**Activity**
Return all the entries below exactly, except for the images they hold.
Content starts
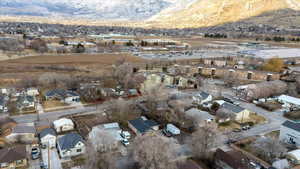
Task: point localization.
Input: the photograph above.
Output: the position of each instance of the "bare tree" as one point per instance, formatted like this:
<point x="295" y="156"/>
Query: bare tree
<point x="153" y="151"/>
<point x="203" y="140"/>
<point x="269" y="148"/>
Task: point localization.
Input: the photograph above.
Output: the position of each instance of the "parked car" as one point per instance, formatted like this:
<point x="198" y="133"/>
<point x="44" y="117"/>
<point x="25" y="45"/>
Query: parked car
<point x="166" y="133"/>
<point x="246" y="127"/>
<point x="35" y="153"/>
<point x="236" y="130"/>
<point x="125" y="135"/>
<point x="125" y="142"/>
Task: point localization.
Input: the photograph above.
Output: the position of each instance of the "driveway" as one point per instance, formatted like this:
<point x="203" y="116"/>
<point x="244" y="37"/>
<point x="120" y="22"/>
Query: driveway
<point x="55" y="162"/>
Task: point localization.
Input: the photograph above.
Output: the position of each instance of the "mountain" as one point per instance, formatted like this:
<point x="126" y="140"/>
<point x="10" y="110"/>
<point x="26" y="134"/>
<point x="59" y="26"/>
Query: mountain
<point x="205" y="13"/>
<point x="153" y="13"/>
<point x="90" y="9"/>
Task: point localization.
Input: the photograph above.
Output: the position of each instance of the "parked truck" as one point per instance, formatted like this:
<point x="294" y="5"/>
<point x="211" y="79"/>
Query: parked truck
<point x="172" y="129"/>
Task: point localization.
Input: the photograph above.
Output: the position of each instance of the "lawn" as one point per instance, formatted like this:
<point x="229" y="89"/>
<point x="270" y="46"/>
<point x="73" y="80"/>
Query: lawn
<point x="53" y="104"/>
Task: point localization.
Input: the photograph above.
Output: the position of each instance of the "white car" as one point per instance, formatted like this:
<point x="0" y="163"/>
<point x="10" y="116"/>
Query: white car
<point x="125" y="134"/>
<point x="125" y="142"/>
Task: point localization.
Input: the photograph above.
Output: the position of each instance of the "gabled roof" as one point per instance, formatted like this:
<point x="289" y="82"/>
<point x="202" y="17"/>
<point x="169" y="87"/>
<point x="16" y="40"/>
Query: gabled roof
<point x="47" y="131"/>
<point x="234" y="159"/>
<point x="11" y="154"/>
<point x="292" y="125"/>
<point x="69" y="141"/>
<point x="143" y="125"/>
<point x="232" y="107"/>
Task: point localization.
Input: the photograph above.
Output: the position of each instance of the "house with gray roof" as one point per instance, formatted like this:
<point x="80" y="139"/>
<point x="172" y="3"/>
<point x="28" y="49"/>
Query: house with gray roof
<point x="48" y="137"/>
<point x="290" y="132"/>
<point x="241" y="114"/>
<point x="142" y="125"/>
<point x="70" y="145"/>
<point x="202" y="97"/>
<point x="25" y="102"/>
<point x="63" y="95"/>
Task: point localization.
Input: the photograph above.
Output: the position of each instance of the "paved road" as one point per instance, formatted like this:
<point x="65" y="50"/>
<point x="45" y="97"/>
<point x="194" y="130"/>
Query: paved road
<point x="52" y="115"/>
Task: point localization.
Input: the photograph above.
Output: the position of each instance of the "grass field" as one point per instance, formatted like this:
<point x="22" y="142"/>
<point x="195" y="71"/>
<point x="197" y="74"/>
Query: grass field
<point x="103" y="59"/>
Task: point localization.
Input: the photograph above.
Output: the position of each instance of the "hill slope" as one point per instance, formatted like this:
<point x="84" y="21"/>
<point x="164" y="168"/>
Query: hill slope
<point x="204" y="13"/>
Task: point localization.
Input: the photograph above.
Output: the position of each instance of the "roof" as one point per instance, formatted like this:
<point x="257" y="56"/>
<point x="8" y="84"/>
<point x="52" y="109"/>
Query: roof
<point x="6" y="120"/>
<point x="289" y="99"/>
<point x="69" y="141"/>
<point x="63" y="121"/>
<point x="11" y="154"/>
<point x="295" y="154"/>
<point x="232" y="107"/>
<point x="193" y="112"/>
<point x="292" y="125"/>
<point x="61" y="93"/>
<point x="188" y="164"/>
<point x="47" y="131"/>
<point x="24" y="129"/>
<point x="142" y="125"/>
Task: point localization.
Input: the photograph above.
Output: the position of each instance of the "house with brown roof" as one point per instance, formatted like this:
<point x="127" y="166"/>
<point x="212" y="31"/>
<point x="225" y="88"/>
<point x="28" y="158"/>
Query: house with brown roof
<point x="6" y="126"/>
<point x="232" y="160"/>
<point x="13" y="157"/>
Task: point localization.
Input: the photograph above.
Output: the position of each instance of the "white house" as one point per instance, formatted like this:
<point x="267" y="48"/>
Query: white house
<point x="70" y="145"/>
<point x="200" y="115"/>
<point x="241" y="114"/>
<point x="202" y="97"/>
<point x="294" y="157"/>
<point x="62" y="125"/>
<point x="32" y="92"/>
<point x="290" y="132"/>
<point x="289" y="102"/>
<point x="48" y="137"/>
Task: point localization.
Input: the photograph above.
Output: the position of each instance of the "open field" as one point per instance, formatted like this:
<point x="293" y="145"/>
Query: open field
<point x="103" y="59"/>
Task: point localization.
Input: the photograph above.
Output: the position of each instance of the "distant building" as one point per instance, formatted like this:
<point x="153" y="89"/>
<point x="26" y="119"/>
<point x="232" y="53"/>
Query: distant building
<point x="13" y="157"/>
<point x="70" y="145"/>
<point x="142" y="125"/>
<point x="63" y="125"/>
<point x="290" y="132"/>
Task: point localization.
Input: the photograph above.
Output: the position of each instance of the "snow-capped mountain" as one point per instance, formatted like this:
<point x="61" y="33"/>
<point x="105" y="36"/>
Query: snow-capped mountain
<point x="100" y="9"/>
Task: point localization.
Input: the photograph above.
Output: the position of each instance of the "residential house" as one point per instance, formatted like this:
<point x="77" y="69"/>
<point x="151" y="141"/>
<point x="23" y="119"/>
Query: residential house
<point x="241" y="114"/>
<point x="3" y="103"/>
<point x="48" y="137"/>
<point x="63" y="125"/>
<point x="113" y="129"/>
<point x="294" y="156"/>
<point x="13" y="157"/>
<point x="202" y="97"/>
<point x="289" y="102"/>
<point x="63" y="95"/>
<point x="200" y="115"/>
<point x="70" y="145"/>
<point x="142" y="125"/>
<point x="231" y="160"/>
<point x="22" y="133"/>
<point x="290" y="132"/>
<point x="6" y="126"/>
<point x="190" y="164"/>
<point x="25" y="102"/>
<point x="32" y="92"/>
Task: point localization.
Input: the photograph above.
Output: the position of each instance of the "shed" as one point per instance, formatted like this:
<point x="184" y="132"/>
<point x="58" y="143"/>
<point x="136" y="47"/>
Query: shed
<point x="63" y="125"/>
Content ends
**Output of the task**
Task: point localization.
Input: the photograph above.
Output: the position of each instance of the "bare tree" as one point per instance, formatted like this:
<point x="295" y="156"/>
Query: bare tree
<point x="153" y="151"/>
<point x="203" y="140"/>
<point x="269" y="148"/>
Task: point localization.
Input: the photograph above.
Output: the position of each instance of the "parked car" as one point per instance, formatted like this:
<point x="198" y="133"/>
<point x="44" y="117"/>
<point x="25" y="45"/>
Query: parked car
<point x="166" y="133"/>
<point x="246" y="127"/>
<point x="35" y="153"/>
<point x="236" y="130"/>
<point x="125" y="135"/>
<point x="125" y="142"/>
Task: point localization.
Input: the photograph above.
Output: the position of each instance of the "driveway" as one point per instance, formatted like this:
<point x="203" y="116"/>
<point x="244" y="37"/>
<point x="120" y="22"/>
Query: driveway
<point x="55" y="162"/>
Task: point localization.
Input: the photograph above.
Output: the position of each instance of the "mountain" as one point per instance, formatted like this:
<point x="126" y="140"/>
<point x="10" y="110"/>
<point x="26" y="134"/>
<point x="59" y="26"/>
Query: mountain
<point x="205" y="13"/>
<point x="153" y="13"/>
<point x="90" y="9"/>
Task: point localization.
Input: the photograph above.
Output: the position of each instance of the "parked truck" as one point per instance, formatted like this:
<point x="294" y="5"/>
<point x="211" y="79"/>
Query: parked truck
<point x="172" y="129"/>
Task: point localization.
Input: the photograph above.
Output: the position of each instance of the "lawn" as one point per instance, formatted like this:
<point x="229" y="89"/>
<point x="270" y="46"/>
<point x="73" y="80"/>
Query: lawn
<point x="53" y="104"/>
Task: point localization.
Input: the photograph above.
Output: the position of each instance of the "white car" as one point per instance, formatted like this:
<point x="0" y="163"/>
<point x="10" y="116"/>
Query: white car
<point x="125" y="134"/>
<point x="125" y="142"/>
Task: point localization.
Input: the photograph above.
Output: the position of each instance of the "gabled roof" as one point per instance, formatted like this:
<point x="289" y="82"/>
<point x="202" y="17"/>
<point x="169" y="87"/>
<point x="16" y="40"/>
Query: gabled roof
<point x="47" y="131"/>
<point x="234" y="159"/>
<point x="11" y="154"/>
<point x="292" y="125"/>
<point x="69" y="141"/>
<point x="143" y="125"/>
<point x="232" y="107"/>
Task: point localization.
Input: the photograph above.
Output: the position of each instance of the "house with gray roof" as one point per instance, formatted like this:
<point x="80" y="139"/>
<point x="172" y="3"/>
<point x="28" y="49"/>
Query: house with gray roof
<point x="48" y="137"/>
<point x="290" y="132"/>
<point x="241" y="114"/>
<point x="142" y="125"/>
<point x="70" y="145"/>
<point x="202" y="97"/>
<point x="25" y="102"/>
<point x="63" y="95"/>
Task: point localization.
Input: the photograph above.
Output: the position of each instance of the "paved road" as one point per instance, formatted like this:
<point x="65" y="50"/>
<point x="45" y="97"/>
<point x="194" y="130"/>
Query: paved road
<point x="52" y="115"/>
Task: point localization.
Input: the photograph above.
Output: the position of each instance of the "grass field" as one point per instance, formatted like this:
<point x="22" y="142"/>
<point x="195" y="71"/>
<point x="197" y="74"/>
Query: grass field
<point x="103" y="59"/>
Task: point localization.
Input: the photograph above.
Output: the position of each instance of the "hill slope" as one point per instance, formatted like this:
<point x="84" y="21"/>
<point x="164" y="168"/>
Query: hill slope
<point x="204" y="13"/>
Task: point localization.
Input: the photograph above.
Output: the position of each instance of the "roof" as one point per instance, formatted like this:
<point x="257" y="56"/>
<point x="8" y="84"/>
<point x="52" y="109"/>
Query: roof
<point x="6" y="120"/>
<point x="289" y="99"/>
<point x="69" y="141"/>
<point x="63" y="121"/>
<point x="11" y="154"/>
<point x="295" y="154"/>
<point x="232" y="107"/>
<point x="193" y="112"/>
<point x="292" y="125"/>
<point x="61" y="93"/>
<point x="188" y="164"/>
<point x="47" y="131"/>
<point x="24" y="129"/>
<point x="142" y="125"/>
Task: point localization.
Input: the photograph above.
Output: the position of each instance of the "house with brown roof" as one point per instance, formatted like this:
<point x="127" y="166"/>
<point x="212" y="31"/>
<point x="225" y="88"/>
<point x="28" y="158"/>
Query: house with brown roof
<point x="6" y="126"/>
<point x="232" y="160"/>
<point x="13" y="157"/>
Task: point localization.
Input: the photograph above.
Output: the position of each instance of the "white house" as one point per instance, formatted like this:
<point x="267" y="48"/>
Query: white house
<point x="70" y="145"/>
<point x="200" y="115"/>
<point x="241" y="114"/>
<point x="202" y="97"/>
<point x="294" y="157"/>
<point x="62" y="125"/>
<point x="32" y="92"/>
<point x="290" y="132"/>
<point x="289" y="102"/>
<point x="48" y="137"/>
Task: point localization.
Input: the photograph above.
Output: the position of each instance of the "open field" as one point per instance, formatted like this:
<point x="293" y="145"/>
Query: open field
<point x="103" y="59"/>
Task: point localization.
Input: the photograph above.
Output: the position of each instance of the "distant building" as one point per instance, formatted like this:
<point x="153" y="89"/>
<point x="26" y="119"/>
<point x="232" y="53"/>
Query: distant building
<point x="13" y="157"/>
<point x="70" y="145"/>
<point x="142" y="125"/>
<point x="63" y="125"/>
<point x="290" y="132"/>
Task: point localization.
Input: the photograph above.
Output: the position of each instance of the "snow-capped mountain" as one point per instance, formatted like this:
<point x="61" y="33"/>
<point x="105" y="36"/>
Query: snow-capped mountain
<point x="100" y="9"/>
Task: point localization.
Input: the photograph above.
Output: the position of each instance of the "residential house" as one point per instance, formatted like this:
<point x="77" y="69"/>
<point x="151" y="141"/>
<point x="23" y="119"/>
Query: residential house
<point x="241" y="114"/>
<point x="3" y="103"/>
<point x="48" y="137"/>
<point x="63" y="125"/>
<point x="113" y="129"/>
<point x="294" y="156"/>
<point x="13" y="157"/>
<point x="202" y="97"/>
<point x="289" y="102"/>
<point x="63" y="95"/>
<point x="200" y="115"/>
<point x="70" y="145"/>
<point x="142" y="125"/>
<point x="231" y="160"/>
<point x="22" y="133"/>
<point x="290" y="132"/>
<point x="6" y="126"/>
<point x="190" y="164"/>
<point x="25" y="102"/>
<point x="32" y="92"/>
Task: point localization.
Input: the photograph above.
Output: the position of each instance of the "shed" as one point per instance, formatted like this:
<point x="184" y="132"/>
<point x="58" y="143"/>
<point x="136" y="47"/>
Query: shed
<point x="63" y="125"/>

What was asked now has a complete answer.